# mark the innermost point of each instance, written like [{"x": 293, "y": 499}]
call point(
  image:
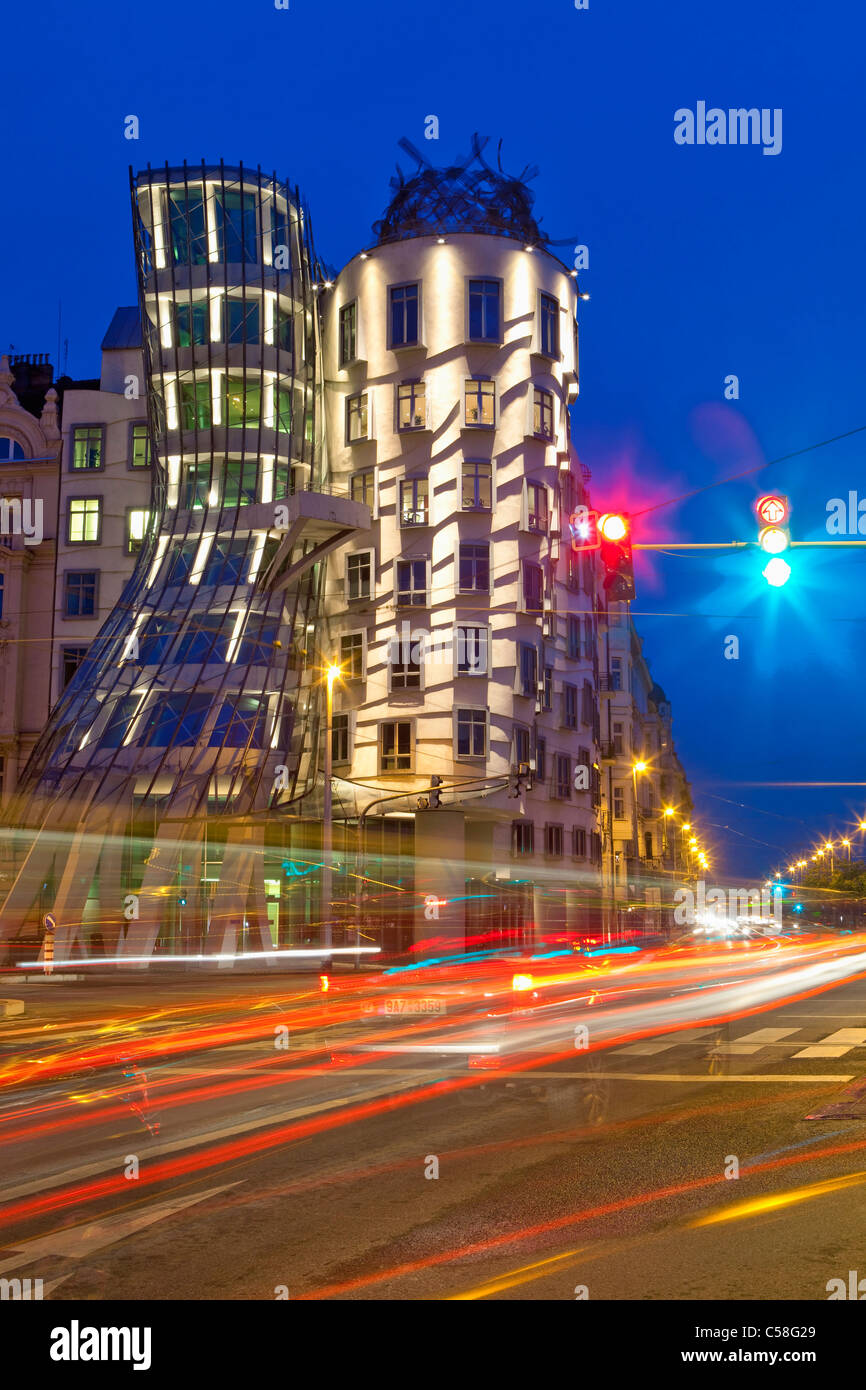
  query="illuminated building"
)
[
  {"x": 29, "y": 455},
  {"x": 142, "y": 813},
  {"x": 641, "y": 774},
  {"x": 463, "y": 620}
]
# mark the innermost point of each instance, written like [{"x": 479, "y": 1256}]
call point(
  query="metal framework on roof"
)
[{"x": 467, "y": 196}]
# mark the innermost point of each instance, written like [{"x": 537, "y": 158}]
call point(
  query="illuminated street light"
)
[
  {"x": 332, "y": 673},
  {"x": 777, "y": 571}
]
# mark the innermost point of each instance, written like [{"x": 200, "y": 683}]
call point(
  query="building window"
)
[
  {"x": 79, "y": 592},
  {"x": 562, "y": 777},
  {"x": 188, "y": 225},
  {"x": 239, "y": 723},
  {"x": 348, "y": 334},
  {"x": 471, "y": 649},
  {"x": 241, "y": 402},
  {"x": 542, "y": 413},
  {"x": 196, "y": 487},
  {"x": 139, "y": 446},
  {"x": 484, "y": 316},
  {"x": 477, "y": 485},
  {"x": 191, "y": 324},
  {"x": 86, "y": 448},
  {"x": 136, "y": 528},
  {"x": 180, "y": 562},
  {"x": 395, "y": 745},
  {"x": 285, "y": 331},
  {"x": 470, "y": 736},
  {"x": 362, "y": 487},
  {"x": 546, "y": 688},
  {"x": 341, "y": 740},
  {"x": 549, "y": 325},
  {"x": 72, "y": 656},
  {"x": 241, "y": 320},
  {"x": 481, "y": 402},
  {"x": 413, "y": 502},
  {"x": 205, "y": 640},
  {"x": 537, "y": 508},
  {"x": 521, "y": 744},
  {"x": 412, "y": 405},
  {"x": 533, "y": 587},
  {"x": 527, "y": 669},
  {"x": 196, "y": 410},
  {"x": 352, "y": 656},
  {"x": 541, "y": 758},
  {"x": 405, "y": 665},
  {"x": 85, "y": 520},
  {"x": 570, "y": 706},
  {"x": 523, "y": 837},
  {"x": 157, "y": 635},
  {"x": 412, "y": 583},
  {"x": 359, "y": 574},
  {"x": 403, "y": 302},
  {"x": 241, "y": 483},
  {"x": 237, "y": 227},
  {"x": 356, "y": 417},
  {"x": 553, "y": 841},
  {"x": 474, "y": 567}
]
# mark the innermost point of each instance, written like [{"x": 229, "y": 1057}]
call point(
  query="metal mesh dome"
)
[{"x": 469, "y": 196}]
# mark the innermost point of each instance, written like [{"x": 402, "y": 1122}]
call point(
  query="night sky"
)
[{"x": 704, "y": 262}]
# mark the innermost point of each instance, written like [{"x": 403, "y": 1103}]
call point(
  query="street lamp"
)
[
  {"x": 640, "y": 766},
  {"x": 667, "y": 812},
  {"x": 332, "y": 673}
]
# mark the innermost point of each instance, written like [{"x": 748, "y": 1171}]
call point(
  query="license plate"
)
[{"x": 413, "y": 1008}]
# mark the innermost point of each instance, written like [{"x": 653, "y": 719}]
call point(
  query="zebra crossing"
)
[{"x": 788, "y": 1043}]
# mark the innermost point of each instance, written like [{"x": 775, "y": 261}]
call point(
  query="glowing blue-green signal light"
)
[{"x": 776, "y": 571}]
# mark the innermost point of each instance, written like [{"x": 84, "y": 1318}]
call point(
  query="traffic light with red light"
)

→ Exercise goal: Extract every line of the entries that contains the word "metal".

→ Response to the task:
  query="metal framework on roof"
  query="metal mesh dome"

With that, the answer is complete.